A further object of the invention is to provide a battery rack systems which essentially consists of only two main structural components and therefore is easy and quick to assemble and install.
Still a further object of the present invention is to provide a rack system including two relatively rigid end frame members configured to define relatively large ventilation ports for horizontal air flow which improves battery performance.
A still further object of the present invention is to provide a rack assembly and system which includes a novel, relatively rigid end frame structure and anchors which are easily accessible for securing the assembly on a concrete floor or the like.
Still another object of the present invention is to provide a rack assembly and system wherein no side or rear access is required for assembly of the rack and the batteries therein and accordingly the rack assembly and system can be used in extremely small spaces. For example, the space required almost as small is the rectangular footprint of the rack assembly.
A still another object of the present invention is to provide a battery rack assembly and systems wherein the frame including a novel configuration of end frame members which are symmetrical and therefore can be manufactured economically and installed easily and which are characterized by a series of ventilation slots and webs between the slots which confront a plurality of open compartments in the rack for the batteries to thereby aid and guide the batteries into the rows defined in the compartments.
Still another object of the present invention is to provide a novel battery rack assembly and system which has great flexibility and only one designed frame is needed for the entire 120-size system product line in a 8-high configuration.
Still a further object of the present invention is to provide a novel battery rack assembly and system wherein the shelves are divided into rows or zones for the batteries defined by a series of spaced dimples and openings spacing the rows of batteries at a predetermined distance from one another to whereby the ventilation slots facilitate vertical air flow over the batteries and with again the result of improving battery performance.

——————

**WHAT YOU WILL DO:** According to the battery rack excerpt, how many main structural components does the rack system essentially consist of?

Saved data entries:

——————

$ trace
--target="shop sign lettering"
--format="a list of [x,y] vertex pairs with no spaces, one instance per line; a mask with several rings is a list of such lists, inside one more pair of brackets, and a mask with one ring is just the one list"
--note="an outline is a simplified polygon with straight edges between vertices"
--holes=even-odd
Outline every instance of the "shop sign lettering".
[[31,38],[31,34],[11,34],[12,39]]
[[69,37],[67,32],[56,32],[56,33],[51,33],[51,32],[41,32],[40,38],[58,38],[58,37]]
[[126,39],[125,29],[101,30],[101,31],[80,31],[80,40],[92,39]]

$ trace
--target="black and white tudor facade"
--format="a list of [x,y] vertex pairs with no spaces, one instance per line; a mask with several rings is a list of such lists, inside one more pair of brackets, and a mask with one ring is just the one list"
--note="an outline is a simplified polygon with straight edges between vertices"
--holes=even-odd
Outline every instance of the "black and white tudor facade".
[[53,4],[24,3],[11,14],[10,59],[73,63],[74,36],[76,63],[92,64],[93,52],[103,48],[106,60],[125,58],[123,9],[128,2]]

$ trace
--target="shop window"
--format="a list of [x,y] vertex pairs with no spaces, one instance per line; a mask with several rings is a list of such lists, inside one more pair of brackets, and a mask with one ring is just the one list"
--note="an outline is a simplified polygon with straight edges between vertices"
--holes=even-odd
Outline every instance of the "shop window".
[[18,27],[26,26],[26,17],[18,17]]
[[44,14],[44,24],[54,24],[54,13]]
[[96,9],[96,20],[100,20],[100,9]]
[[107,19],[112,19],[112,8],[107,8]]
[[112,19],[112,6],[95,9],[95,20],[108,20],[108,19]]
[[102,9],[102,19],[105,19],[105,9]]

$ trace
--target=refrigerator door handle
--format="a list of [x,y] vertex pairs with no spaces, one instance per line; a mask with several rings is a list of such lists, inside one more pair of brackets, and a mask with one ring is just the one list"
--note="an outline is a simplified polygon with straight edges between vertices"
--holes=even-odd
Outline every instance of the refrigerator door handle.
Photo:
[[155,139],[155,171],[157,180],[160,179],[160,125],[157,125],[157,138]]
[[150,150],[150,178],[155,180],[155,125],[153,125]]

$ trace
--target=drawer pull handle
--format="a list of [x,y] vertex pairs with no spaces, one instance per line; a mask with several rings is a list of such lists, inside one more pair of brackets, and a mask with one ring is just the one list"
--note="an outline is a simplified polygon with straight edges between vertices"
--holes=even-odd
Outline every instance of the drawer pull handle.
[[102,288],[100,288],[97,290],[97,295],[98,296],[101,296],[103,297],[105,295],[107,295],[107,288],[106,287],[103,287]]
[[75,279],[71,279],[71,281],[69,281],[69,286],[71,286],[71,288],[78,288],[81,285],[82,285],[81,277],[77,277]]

——————

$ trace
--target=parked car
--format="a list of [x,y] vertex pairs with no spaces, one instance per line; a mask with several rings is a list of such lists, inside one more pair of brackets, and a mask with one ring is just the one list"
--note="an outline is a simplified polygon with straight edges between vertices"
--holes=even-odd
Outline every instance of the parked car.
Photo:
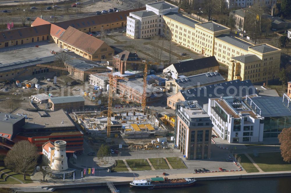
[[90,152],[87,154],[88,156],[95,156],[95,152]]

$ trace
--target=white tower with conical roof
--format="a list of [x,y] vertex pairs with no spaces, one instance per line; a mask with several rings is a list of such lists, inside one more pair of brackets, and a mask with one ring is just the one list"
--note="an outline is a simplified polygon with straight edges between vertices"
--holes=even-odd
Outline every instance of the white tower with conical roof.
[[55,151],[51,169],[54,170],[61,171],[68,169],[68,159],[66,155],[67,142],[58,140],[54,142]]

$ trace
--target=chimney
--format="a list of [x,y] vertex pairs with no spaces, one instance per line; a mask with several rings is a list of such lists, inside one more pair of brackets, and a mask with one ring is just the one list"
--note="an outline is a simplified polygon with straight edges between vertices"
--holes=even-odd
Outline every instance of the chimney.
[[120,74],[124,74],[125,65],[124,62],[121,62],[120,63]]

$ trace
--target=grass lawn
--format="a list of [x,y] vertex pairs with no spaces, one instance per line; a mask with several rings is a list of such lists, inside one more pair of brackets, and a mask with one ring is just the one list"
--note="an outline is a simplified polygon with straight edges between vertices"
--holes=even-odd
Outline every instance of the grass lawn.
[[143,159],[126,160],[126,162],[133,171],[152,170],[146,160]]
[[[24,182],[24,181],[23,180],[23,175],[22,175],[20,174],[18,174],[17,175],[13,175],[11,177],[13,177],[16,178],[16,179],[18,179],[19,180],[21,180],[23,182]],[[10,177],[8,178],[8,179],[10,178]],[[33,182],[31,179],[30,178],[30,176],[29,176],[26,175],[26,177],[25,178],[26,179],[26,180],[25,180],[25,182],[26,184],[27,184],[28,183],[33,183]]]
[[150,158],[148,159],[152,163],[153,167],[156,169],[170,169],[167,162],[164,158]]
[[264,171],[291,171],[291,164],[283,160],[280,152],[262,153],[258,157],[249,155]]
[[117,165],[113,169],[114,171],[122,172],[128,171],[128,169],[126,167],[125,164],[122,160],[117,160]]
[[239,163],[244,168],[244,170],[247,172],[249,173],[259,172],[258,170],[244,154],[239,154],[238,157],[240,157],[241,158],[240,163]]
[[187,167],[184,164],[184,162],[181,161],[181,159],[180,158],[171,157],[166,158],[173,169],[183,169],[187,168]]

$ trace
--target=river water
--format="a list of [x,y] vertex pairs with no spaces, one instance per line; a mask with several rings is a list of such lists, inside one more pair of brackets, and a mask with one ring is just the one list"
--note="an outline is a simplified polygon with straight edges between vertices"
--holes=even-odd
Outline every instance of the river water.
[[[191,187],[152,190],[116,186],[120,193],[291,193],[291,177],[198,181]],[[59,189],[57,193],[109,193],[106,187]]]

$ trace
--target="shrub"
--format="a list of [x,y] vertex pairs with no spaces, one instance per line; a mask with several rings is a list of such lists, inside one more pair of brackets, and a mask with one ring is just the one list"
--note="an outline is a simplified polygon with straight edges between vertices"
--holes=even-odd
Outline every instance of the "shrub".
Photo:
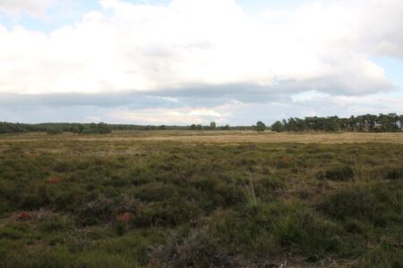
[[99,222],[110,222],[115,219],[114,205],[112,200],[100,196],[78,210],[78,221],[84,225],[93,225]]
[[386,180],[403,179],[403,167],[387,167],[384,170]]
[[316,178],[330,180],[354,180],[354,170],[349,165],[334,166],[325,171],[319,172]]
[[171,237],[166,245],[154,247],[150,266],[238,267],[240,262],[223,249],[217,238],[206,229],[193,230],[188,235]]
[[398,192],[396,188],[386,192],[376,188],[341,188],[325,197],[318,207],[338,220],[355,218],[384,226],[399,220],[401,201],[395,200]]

——————

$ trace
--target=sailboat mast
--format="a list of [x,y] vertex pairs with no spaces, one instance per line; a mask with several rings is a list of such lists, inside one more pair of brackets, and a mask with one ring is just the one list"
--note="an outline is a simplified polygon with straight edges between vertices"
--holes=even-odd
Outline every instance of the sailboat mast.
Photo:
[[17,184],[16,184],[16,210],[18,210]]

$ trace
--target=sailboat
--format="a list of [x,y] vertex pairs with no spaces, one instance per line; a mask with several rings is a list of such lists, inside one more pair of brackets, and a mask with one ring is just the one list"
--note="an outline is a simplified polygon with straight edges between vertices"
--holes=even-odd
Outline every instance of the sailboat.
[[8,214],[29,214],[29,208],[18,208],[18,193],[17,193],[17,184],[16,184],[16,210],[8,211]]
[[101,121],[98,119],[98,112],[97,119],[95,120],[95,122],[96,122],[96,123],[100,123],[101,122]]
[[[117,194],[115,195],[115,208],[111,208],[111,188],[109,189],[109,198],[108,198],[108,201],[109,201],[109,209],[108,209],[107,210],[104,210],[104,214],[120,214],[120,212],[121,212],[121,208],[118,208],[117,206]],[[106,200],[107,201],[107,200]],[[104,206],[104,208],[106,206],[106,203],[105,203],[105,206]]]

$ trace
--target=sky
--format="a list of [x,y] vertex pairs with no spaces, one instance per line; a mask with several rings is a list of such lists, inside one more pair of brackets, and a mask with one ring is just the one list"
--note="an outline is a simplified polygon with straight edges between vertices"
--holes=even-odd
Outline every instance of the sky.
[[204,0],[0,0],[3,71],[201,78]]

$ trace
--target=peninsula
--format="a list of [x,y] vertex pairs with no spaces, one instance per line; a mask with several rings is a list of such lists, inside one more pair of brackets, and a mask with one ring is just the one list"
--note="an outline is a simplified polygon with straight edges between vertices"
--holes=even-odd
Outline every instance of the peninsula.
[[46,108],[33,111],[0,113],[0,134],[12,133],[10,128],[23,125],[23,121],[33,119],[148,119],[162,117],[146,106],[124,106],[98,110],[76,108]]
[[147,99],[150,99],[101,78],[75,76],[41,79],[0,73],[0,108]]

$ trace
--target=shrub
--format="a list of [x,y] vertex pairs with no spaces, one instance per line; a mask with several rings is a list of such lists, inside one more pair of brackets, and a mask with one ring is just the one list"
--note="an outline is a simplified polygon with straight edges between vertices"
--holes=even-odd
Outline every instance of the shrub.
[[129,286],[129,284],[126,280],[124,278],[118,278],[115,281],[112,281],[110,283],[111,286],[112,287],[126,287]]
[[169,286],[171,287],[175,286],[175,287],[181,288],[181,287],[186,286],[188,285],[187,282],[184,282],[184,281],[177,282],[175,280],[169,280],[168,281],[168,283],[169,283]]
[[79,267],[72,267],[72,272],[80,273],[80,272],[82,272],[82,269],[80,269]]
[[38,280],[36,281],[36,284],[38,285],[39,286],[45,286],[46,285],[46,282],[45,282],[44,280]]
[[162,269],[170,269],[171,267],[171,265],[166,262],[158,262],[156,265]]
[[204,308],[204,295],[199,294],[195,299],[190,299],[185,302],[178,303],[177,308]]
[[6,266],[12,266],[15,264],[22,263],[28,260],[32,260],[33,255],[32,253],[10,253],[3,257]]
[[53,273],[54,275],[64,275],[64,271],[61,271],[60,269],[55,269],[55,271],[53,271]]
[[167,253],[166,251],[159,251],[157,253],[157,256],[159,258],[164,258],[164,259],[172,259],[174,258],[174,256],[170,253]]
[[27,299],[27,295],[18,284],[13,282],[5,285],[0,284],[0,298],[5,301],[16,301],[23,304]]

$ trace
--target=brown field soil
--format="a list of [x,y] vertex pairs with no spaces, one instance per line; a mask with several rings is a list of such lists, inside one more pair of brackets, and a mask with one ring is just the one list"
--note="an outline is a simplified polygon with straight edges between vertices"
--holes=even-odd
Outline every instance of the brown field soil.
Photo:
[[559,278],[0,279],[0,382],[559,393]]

——————

**OUTPUT FOR THIS EXERCISE:** Only two main structural components.